**Task instructions**
Only the lines from the one with "box: [57, 24, 65, 44]" through the end of the data are wanted, copied exactly.

**Data for this exercise**

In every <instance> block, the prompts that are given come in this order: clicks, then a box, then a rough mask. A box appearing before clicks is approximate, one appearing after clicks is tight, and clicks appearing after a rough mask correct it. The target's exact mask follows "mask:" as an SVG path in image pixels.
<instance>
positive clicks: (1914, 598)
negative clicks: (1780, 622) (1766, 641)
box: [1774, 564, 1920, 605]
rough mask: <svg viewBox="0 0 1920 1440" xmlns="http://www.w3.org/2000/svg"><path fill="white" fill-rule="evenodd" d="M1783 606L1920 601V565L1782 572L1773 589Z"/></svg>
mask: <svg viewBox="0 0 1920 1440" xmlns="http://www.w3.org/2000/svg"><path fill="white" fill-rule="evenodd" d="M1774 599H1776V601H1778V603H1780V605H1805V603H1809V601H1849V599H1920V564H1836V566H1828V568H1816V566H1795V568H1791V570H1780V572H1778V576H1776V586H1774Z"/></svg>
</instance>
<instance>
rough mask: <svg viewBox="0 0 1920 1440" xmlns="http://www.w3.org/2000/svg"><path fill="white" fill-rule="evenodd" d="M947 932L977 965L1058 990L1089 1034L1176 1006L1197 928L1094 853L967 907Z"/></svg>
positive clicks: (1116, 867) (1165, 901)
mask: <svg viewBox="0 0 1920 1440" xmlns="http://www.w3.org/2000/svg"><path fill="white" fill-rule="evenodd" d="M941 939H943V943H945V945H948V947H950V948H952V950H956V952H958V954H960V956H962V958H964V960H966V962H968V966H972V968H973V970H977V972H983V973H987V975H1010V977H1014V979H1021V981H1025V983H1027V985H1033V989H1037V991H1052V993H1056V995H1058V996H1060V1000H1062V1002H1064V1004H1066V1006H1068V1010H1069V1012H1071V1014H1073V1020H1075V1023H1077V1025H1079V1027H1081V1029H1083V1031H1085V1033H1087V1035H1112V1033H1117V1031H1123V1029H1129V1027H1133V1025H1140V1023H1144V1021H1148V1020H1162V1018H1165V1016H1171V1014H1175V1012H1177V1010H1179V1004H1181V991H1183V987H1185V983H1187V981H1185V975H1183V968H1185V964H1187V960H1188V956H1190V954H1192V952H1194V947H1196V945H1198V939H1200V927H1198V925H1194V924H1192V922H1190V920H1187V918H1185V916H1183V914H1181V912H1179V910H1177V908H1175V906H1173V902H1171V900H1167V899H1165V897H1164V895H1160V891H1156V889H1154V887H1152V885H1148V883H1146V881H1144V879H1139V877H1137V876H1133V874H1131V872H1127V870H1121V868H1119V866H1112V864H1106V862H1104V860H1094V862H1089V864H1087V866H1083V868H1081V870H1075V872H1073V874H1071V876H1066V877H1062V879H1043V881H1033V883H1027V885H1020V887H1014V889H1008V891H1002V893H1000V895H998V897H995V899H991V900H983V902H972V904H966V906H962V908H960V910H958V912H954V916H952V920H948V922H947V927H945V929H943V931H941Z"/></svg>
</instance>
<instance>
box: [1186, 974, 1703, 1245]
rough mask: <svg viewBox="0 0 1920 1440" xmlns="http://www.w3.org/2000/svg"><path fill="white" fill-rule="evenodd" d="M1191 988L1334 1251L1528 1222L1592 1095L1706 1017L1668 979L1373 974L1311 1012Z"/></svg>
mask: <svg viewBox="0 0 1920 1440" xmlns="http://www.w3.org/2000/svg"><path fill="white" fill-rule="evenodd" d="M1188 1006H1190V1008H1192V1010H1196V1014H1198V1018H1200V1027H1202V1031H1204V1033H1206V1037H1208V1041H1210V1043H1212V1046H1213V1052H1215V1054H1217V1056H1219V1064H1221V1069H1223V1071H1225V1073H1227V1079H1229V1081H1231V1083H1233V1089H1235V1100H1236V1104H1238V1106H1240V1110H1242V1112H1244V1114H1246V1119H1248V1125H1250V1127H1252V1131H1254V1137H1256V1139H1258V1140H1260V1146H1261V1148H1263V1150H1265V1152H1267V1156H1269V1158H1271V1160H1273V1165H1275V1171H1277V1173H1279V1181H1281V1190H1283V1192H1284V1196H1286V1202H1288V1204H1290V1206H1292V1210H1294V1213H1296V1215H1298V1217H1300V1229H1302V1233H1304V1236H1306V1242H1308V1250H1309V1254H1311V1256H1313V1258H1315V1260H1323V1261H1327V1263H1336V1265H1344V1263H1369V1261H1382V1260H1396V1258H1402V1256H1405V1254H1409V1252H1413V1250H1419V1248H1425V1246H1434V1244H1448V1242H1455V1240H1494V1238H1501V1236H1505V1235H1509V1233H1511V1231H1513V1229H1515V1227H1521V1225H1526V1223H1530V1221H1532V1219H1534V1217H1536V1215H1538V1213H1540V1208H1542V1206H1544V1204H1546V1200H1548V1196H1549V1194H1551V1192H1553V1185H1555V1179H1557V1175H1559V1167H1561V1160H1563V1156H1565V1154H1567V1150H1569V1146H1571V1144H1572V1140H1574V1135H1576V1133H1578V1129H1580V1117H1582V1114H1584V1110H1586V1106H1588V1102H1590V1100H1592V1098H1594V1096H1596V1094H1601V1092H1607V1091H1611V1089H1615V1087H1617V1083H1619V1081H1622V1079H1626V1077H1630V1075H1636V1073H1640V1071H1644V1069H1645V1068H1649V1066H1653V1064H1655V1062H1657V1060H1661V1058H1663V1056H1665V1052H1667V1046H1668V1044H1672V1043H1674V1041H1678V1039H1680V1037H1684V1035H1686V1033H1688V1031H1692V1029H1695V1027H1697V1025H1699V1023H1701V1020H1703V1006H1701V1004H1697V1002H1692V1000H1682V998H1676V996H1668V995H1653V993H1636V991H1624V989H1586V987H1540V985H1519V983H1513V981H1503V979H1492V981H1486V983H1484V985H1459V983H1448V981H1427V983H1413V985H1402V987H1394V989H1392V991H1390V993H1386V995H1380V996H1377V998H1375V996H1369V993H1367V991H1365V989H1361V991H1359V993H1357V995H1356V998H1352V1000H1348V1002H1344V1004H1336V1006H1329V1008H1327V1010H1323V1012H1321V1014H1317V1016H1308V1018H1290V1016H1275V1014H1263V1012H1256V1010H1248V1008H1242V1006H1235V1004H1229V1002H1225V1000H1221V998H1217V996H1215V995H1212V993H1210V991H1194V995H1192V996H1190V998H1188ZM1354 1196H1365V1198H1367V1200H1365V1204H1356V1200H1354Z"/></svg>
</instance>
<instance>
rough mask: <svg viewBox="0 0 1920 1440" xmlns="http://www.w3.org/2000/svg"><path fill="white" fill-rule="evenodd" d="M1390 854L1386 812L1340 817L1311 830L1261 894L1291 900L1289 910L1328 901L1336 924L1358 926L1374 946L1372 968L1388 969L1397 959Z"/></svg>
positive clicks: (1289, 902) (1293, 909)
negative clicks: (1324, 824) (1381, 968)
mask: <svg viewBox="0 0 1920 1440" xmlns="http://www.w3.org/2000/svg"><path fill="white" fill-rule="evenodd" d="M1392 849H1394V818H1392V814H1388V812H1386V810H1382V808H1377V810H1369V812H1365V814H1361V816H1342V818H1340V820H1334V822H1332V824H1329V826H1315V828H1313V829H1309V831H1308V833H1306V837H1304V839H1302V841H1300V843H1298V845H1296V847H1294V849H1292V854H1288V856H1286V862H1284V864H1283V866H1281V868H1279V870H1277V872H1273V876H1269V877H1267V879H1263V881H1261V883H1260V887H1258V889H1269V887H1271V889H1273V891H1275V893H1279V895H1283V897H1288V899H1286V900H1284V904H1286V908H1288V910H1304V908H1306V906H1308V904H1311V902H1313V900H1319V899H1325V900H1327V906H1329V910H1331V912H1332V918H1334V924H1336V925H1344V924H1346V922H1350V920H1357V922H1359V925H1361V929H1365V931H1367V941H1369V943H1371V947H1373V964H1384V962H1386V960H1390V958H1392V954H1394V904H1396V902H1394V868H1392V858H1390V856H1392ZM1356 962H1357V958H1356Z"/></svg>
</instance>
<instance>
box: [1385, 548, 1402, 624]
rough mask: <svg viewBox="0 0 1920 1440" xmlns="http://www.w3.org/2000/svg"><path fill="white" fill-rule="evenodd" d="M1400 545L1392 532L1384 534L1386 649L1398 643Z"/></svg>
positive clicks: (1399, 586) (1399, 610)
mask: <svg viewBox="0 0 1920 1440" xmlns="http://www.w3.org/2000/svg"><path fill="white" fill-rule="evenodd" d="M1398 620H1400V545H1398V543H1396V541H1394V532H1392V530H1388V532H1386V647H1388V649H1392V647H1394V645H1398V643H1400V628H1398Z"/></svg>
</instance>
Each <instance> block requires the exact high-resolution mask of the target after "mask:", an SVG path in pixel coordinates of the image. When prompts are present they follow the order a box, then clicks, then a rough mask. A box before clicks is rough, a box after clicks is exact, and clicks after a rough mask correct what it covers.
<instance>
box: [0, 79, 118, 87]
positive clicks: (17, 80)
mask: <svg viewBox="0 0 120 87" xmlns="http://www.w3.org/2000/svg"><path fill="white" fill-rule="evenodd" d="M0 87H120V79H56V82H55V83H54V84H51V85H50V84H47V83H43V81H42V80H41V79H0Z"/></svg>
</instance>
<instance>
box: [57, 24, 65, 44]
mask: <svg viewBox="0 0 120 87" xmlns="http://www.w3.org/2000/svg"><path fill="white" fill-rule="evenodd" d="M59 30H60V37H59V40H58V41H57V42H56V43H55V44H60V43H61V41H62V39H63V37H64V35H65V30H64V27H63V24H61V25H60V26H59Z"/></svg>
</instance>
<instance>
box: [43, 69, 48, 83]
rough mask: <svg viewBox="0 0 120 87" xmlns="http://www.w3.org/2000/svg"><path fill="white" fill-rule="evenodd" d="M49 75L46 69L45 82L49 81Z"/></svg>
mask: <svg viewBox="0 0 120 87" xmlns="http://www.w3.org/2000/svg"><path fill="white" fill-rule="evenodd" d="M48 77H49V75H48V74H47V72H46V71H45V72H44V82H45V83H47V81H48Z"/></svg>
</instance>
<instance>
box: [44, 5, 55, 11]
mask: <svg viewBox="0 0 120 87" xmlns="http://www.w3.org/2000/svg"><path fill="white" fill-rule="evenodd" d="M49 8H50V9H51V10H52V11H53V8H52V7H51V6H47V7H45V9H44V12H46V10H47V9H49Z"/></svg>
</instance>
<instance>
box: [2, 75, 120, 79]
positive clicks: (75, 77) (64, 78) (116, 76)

**The answer**
box: [57, 24, 65, 44]
mask: <svg viewBox="0 0 120 87" xmlns="http://www.w3.org/2000/svg"><path fill="white" fill-rule="evenodd" d="M59 30H60V37H59V40H58V41H57V42H56V43H55V44H60V43H61V41H62V39H63V37H64V35H65V30H64V27H63V24H61V25H60V26H59Z"/></svg>
</instance>
<instance>
box: [43, 69, 48, 83]
rough mask: <svg viewBox="0 0 120 87" xmlns="http://www.w3.org/2000/svg"><path fill="white" fill-rule="evenodd" d="M49 75L46 69L45 82L49 81Z"/></svg>
mask: <svg viewBox="0 0 120 87" xmlns="http://www.w3.org/2000/svg"><path fill="white" fill-rule="evenodd" d="M48 77H49V75H48V74H47V72H46V71H45V72H44V82H45V83H47V81H48Z"/></svg>
</instance>
<instance>
box: [44, 5, 55, 11]
mask: <svg viewBox="0 0 120 87" xmlns="http://www.w3.org/2000/svg"><path fill="white" fill-rule="evenodd" d="M49 8H50V9H51V10H52V11H53V8H52V7H51V6H47V7H45V9H44V12H46V10H47V9H49Z"/></svg>
</instance>
<instance>
box: [2, 75, 120, 79]
positive clicks: (75, 77) (64, 78) (116, 76)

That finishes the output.